## YOUR ASSIGNMENT
Below are the records; copy each line in them that holds the word "stone".

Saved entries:
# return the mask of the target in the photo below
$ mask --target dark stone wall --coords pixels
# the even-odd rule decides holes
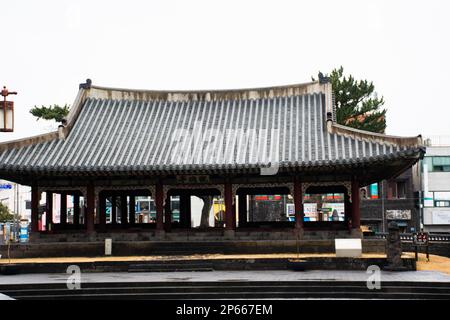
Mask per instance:
[[[411,220],[397,220],[407,223],[407,228],[405,232],[410,232],[411,227],[418,230],[419,221],[419,208],[416,206],[415,190],[413,185],[413,175],[412,170],[409,169],[403,172],[400,176],[389,181],[405,181],[406,183],[406,199],[388,199],[388,181],[382,182],[381,193],[379,194],[380,199],[361,199],[361,223],[362,224],[376,224],[378,230],[382,231],[383,224],[383,200],[384,198],[384,210],[411,210]],[[380,190],[378,190],[380,192]],[[387,228],[388,223],[391,220],[385,220],[385,225]],[[386,230],[387,231],[387,230]]]

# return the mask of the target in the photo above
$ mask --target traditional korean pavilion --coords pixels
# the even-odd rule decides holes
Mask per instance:
[[[106,88],[88,80],[58,131],[0,144],[0,178],[31,186],[34,234],[147,230],[164,237],[190,230],[191,196],[210,195],[225,208],[224,223],[213,229],[232,237],[261,227],[247,221],[248,195],[289,194],[295,221],[274,221],[269,231],[358,236],[359,188],[402,173],[423,154],[421,136],[337,124],[327,79],[205,91]],[[43,192],[48,218],[40,231]],[[305,221],[306,194],[336,192],[344,194],[344,219]],[[53,193],[73,195],[72,221],[64,200],[53,223]],[[137,221],[137,196],[154,200],[156,221]],[[177,221],[171,196],[180,199]],[[108,219],[106,202],[112,203]]]

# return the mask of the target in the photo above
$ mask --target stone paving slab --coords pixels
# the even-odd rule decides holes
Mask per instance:
[[[68,274],[23,274],[0,276],[0,285],[66,283]],[[82,283],[99,282],[197,282],[197,281],[367,281],[365,271],[210,271],[210,272],[142,272],[83,273]],[[381,281],[445,282],[450,275],[438,271],[381,272]]]

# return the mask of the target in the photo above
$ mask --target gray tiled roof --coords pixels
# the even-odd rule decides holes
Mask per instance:
[[[80,104],[65,139],[0,151],[0,170],[220,171],[275,163],[298,168],[362,164],[419,155],[420,143],[330,130],[327,101],[323,92],[204,100],[91,95]]]

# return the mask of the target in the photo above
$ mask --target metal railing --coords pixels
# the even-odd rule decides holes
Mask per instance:
[[[379,232],[375,235],[365,236],[365,239],[386,239],[388,233],[387,232]],[[400,240],[402,241],[413,241],[412,233],[401,233]],[[450,242],[450,234],[446,233],[430,233],[429,236],[430,242]]]

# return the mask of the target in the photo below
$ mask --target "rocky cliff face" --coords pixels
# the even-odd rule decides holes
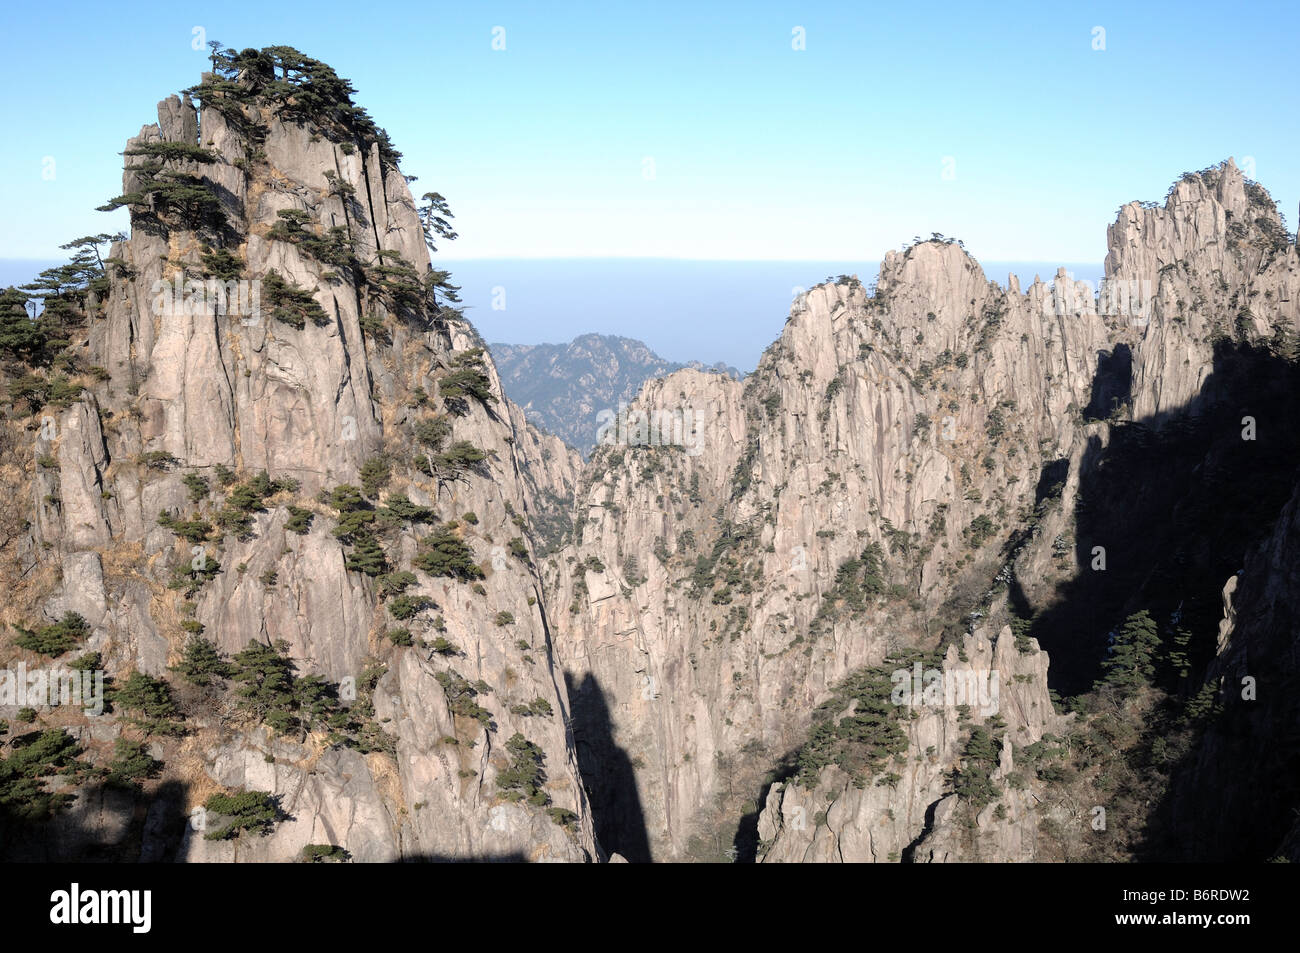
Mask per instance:
[[[1051,617],[1084,577],[1115,612],[1142,589],[1138,547],[1086,515],[1112,428],[1196,417],[1226,393],[1207,387],[1216,341],[1277,345],[1296,323],[1293,241],[1230,161],[1163,208],[1126,206],[1110,242],[1099,297],[1064,272],[1002,287],[958,243],[921,243],[886,258],[873,294],[809,292],[744,385],[683,372],[642,391],[584,474],[573,553],[551,564],[561,659],[588,686],[576,710],[599,694],[616,739],[591,760],[633,766],[593,793],[611,849],[628,836],[625,808],[602,822],[612,800],[639,805],[658,859],[1031,859],[1040,820],[1088,825],[1016,770],[1068,725],[1037,644],[1013,651],[996,620],[1046,618],[1067,675],[1095,669],[1123,614],[1074,610],[1090,640]],[[695,430],[656,440],[674,415]],[[982,721],[940,706],[875,772],[885,787],[832,766],[749,802],[806,760],[810,713],[841,680],[936,646],[945,677],[980,658],[1022,693],[992,732],[1000,801],[957,810],[960,729]]]
[[[647,386],[636,407],[690,417],[693,444],[633,433],[593,457],[556,625],[566,667],[627,706],[616,734],[661,856],[705,833],[742,750],[775,762],[850,671],[983,608],[1043,468],[1097,426],[1096,355],[1126,333],[1055,314],[1068,284],[1004,290],[955,243],[891,254],[875,296],[809,292],[744,385]],[[881,591],[853,604],[840,570],[873,546]]]
[[[1131,202],[1107,230],[1107,278],[1151,291],[1133,366],[1133,415],[1196,412],[1216,338],[1294,333],[1295,243],[1268,193],[1228,160]]]
[[[922,242],[584,463],[346,83],[228,60],[128,142],[70,347],[4,367],[0,661],[117,689],[0,701],[10,855],[1295,854],[1300,258],[1230,161],[1121,209],[1100,298]]]
[[[527,428],[472,328],[428,293],[386,137],[340,124],[338,103],[310,113],[314,88],[277,93],[256,64],[209,75],[202,108],[165,100],[128,141],[133,227],[81,345],[103,370],[46,410],[36,454],[57,466],[31,483],[40,582],[23,602],[80,613],[119,683],[167,676],[200,632],[227,656],[282,645],[362,713],[357,745],[273,730],[229,695],[194,704],[183,737],[152,741],[167,809],[257,790],[286,819],[234,841],[146,831],[146,856],[594,859],[528,526],[571,492],[574,461]],[[200,211],[164,204],[159,182],[192,188]],[[214,273],[235,283],[217,307]],[[338,505],[336,488],[367,481]],[[334,532],[349,518],[358,532]],[[206,531],[179,538],[174,520]],[[421,559],[431,529],[468,569]],[[92,754],[131,733],[109,715],[74,730]],[[516,733],[534,747],[508,746]],[[520,758],[540,777],[498,784]]]
[[[1065,733],[1068,720],[1055,713],[1048,695],[1047,656],[1036,646],[1021,652],[1010,628],[992,641],[979,629],[960,647],[949,646],[935,671],[963,690],[974,685],[976,691],[958,695],[954,689],[951,700],[941,700],[936,689],[927,700],[921,676],[922,691],[910,706],[916,717],[905,728],[906,754],[884,776],[887,783],[854,783],[842,769],[830,767],[811,790],[797,783],[772,784],[758,819],[764,863],[1036,859],[1034,842],[1044,813],[1027,785],[1011,786],[1020,767],[1013,745],[1003,745],[996,763],[985,766],[990,784],[1005,789],[996,805],[954,793],[950,772],[974,760],[967,751],[972,725],[1001,719],[1020,748]]]

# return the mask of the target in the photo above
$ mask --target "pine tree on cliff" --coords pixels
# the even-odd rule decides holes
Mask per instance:
[[[45,349],[45,331],[27,313],[27,295],[17,288],[0,291],[0,353],[28,364]]]
[[[353,572],[378,576],[388,571],[388,557],[384,553],[384,547],[373,536],[358,535],[355,547],[348,553],[346,566]]]
[[[1101,663],[1106,673],[1102,682],[1128,690],[1151,684],[1156,674],[1156,650],[1159,647],[1160,632],[1151,613],[1145,609],[1133,613],[1115,637],[1110,655]]]

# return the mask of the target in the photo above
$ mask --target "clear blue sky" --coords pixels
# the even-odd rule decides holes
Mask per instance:
[[[1229,155],[1294,228],[1300,5],[1130,7],[6,2],[0,258],[125,223],[93,209],[197,82],[195,26],[350,78],[451,202],[448,257],[874,262],[940,231],[982,260],[1099,261],[1122,202]]]

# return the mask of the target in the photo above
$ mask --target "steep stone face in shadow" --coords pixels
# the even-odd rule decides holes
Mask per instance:
[[[1294,460],[1294,458],[1293,458]],[[1206,683],[1223,712],[1178,766],[1162,805],[1176,860],[1300,860],[1296,596],[1300,488],[1227,576]]]
[[[578,767],[589,795],[596,838],[611,856],[629,863],[652,860],[645,814],[637,791],[637,765],[613,736],[605,693],[593,676],[581,683],[566,674],[573,703]]]

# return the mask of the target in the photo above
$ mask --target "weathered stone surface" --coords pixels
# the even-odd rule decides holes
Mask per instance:
[[[1057,715],[1047,693],[1047,657],[1036,644],[1018,651],[1011,630],[990,642],[983,631],[967,636],[960,650],[950,646],[944,659],[945,679],[969,684],[971,676],[998,674],[996,710],[972,705],[969,723],[984,724],[997,714],[1007,738],[1028,746],[1044,734],[1063,733],[1068,719]],[[960,699],[962,696],[957,696]],[[990,692],[990,698],[993,693]],[[1031,788],[1007,789],[1015,770],[1011,745],[1003,745],[992,774],[1003,793],[1005,815],[994,817],[990,805],[974,812],[948,794],[948,778],[960,764],[968,722],[957,705],[916,707],[919,717],[906,725],[904,763],[893,763],[894,784],[857,787],[837,768],[827,769],[813,790],[773,785],[759,817],[759,838],[770,845],[763,861],[896,862],[1033,860],[1038,815]],[[818,819],[820,818],[820,822]]]
[[[103,621],[108,603],[99,553],[82,551],[63,557],[62,593],[46,603],[45,611],[51,619],[61,619],[65,612],[75,612],[92,626]]]
[[[37,453],[54,455],[58,467],[32,483],[33,538],[46,561],[62,569],[61,587],[50,591],[43,611],[51,619],[64,610],[83,614],[97,627],[88,647],[101,652],[115,677],[138,668],[179,684],[169,666],[189,638],[190,618],[227,654],[250,640],[283,640],[299,675],[331,683],[351,686],[368,666],[386,666],[375,717],[387,719],[383,730],[396,756],[331,746],[319,731],[290,745],[249,724],[230,702],[212,710],[212,702],[189,698],[187,705],[198,706],[195,731],[164,744],[157,786],[170,792],[169,806],[151,812],[143,855],[283,861],[314,843],[344,847],[358,861],[597,859],[529,525],[569,495],[575,457],[530,431],[502,399],[490,359],[492,400],[469,400],[452,413],[441,401],[429,402],[453,356],[480,343],[463,319],[399,319],[391,301],[360,281],[361,270],[325,265],[302,246],[269,236],[280,221],[276,213],[296,209],[318,233],[341,226],[364,268],[378,265],[382,250],[400,255],[417,274],[427,270],[415,202],[377,146],[349,155],[337,134],[263,115],[265,141],[253,155],[244,134],[215,109],[203,109],[196,124],[192,107],[172,97],[158,114],[159,125],[145,127],[128,146],[165,140],[214,152],[215,163],[169,162],[210,183],[220,198],[230,226],[221,244],[242,261],[242,280],[274,271],[308,290],[325,321],[295,328],[273,317],[265,299],[256,314],[196,308],[184,299],[176,307],[176,279],[204,274],[214,236],[170,220],[136,222],[113,249],[130,271],[114,274],[104,316],[88,331],[87,363],[103,367],[108,379],[38,438]],[[128,191],[143,181],[133,171],[138,165],[138,157],[127,158]],[[191,290],[183,281],[180,287]],[[371,322],[366,333],[363,319]],[[386,327],[382,335],[379,325]],[[467,441],[488,455],[481,465],[442,479],[415,466],[421,448],[412,429],[435,413],[452,427],[447,444]],[[401,493],[432,507],[439,520],[460,520],[458,532],[485,574],[472,589],[418,571],[408,592],[428,606],[402,623],[416,641],[409,647],[387,637],[397,621],[374,579],[346,568],[349,547],[331,533],[336,513],[316,500],[321,490],[359,485],[362,465],[381,453],[393,473],[375,505]],[[218,485],[219,467],[245,480],[265,471],[294,488],[255,508],[246,530],[217,531],[200,544],[159,525],[163,511],[215,523],[227,492]],[[187,474],[206,480],[207,491],[192,497]],[[315,514],[308,532],[286,527],[290,505]],[[463,519],[467,513],[473,520]],[[411,568],[428,531],[427,524],[384,530],[391,568]],[[200,559],[218,561],[220,570],[187,607],[169,584]],[[422,647],[443,633],[458,653]],[[448,711],[436,676],[452,669],[482,684],[479,703],[490,712],[490,731]],[[502,797],[495,779],[508,767],[504,747],[516,732],[543,752],[546,800],[571,812],[567,824],[540,806]],[[464,745],[449,746],[447,738]],[[176,816],[188,816],[217,789],[268,791],[291,819],[266,838],[225,844],[189,831],[179,842]]]

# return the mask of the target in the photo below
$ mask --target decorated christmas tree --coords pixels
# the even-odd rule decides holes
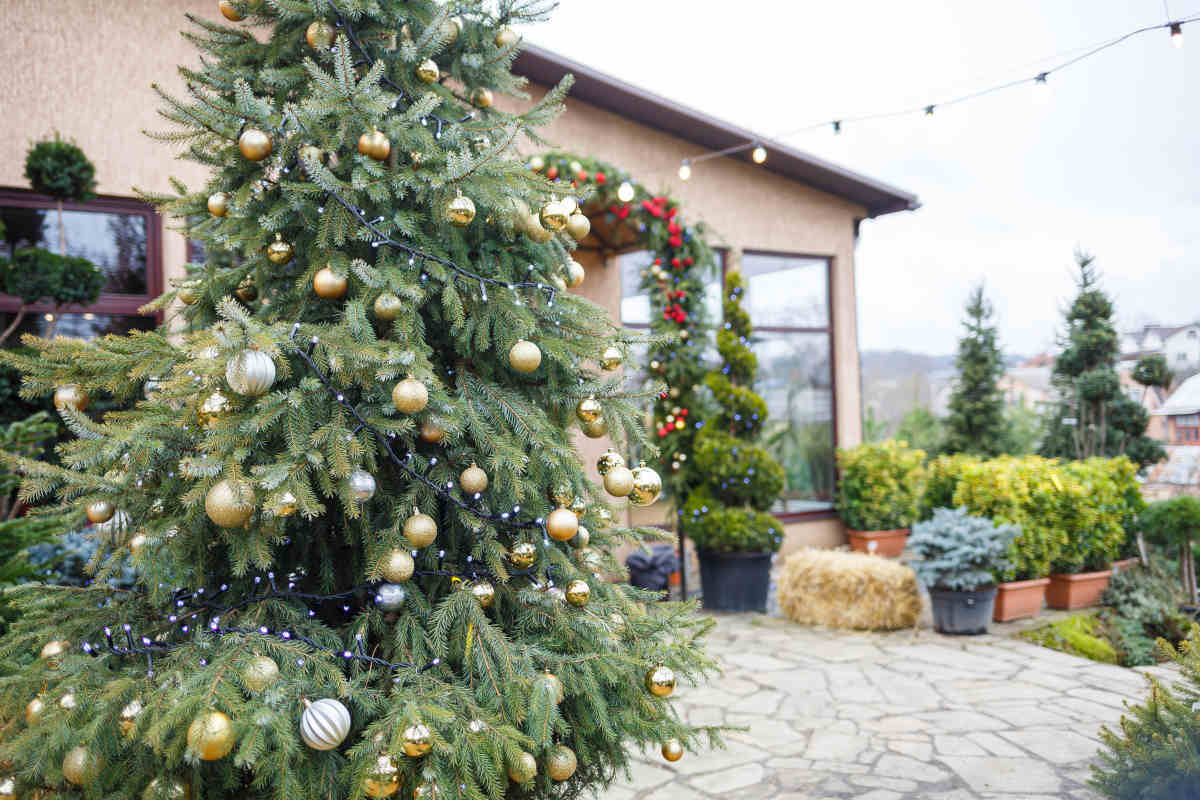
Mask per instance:
[[[191,20],[162,136],[211,177],[152,199],[205,263],[157,331],[4,356],[77,436],[14,460],[23,498],[100,546],[89,585],[14,592],[0,796],[574,797],[712,736],[670,701],[710,623],[607,580],[651,532],[571,445],[654,448],[634,338],[557,285],[585,198],[513,157],[568,89],[510,72],[540,5]]]

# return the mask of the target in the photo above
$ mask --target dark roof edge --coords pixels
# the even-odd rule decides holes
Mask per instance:
[[[758,141],[770,153],[763,169],[865,206],[868,216],[910,211],[921,206],[914,194],[786,144],[764,139],[753,131],[639,89],[544,48],[525,44],[513,70],[541,86],[553,86],[571,73],[575,76],[571,97],[678,136],[704,150],[723,150],[743,142]],[[743,151],[730,158],[749,161],[750,155]]]

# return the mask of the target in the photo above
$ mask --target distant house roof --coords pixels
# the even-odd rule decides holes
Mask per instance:
[[[1171,393],[1167,402],[1151,414],[1159,417],[1174,417],[1179,414],[1200,414],[1200,375],[1193,375]]]
[[[1140,331],[1129,331],[1122,334],[1125,339],[1133,346],[1126,349],[1126,357],[1131,357],[1136,354],[1154,353],[1162,348],[1163,342],[1179,333],[1185,328],[1191,328],[1196,323],[1189,322],[1185,325],[1143,325]],[[1151,340],[1147,344],[1147,340]],[[1154,342],[1153,340],[1157,340]]]
[[[916,195],[839,167],[779,142],[739,128],[665,97],[639,89],[611,75],[533,45],[525,45],[513,70],[534,83],[553,86],[567,73],[575,76],[571,96],[643,125],[678,136],[698,149],[715,151],[757,141],[770,157],[763,169],[800,181],[865,206],[878,217],[920,207]],[[750,161],[749,151],[729,156]]]

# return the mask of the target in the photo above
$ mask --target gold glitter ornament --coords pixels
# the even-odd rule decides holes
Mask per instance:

## SOLUTION FOR THIS PROBLEM
$ mask --target dark stone wall --coords pixels
$ mask --target stone paving slab --coords pixels
$ mask --target "steep stone face in shadow" --coords pixels
$ mask --target "weathered stone surface" --coords pixels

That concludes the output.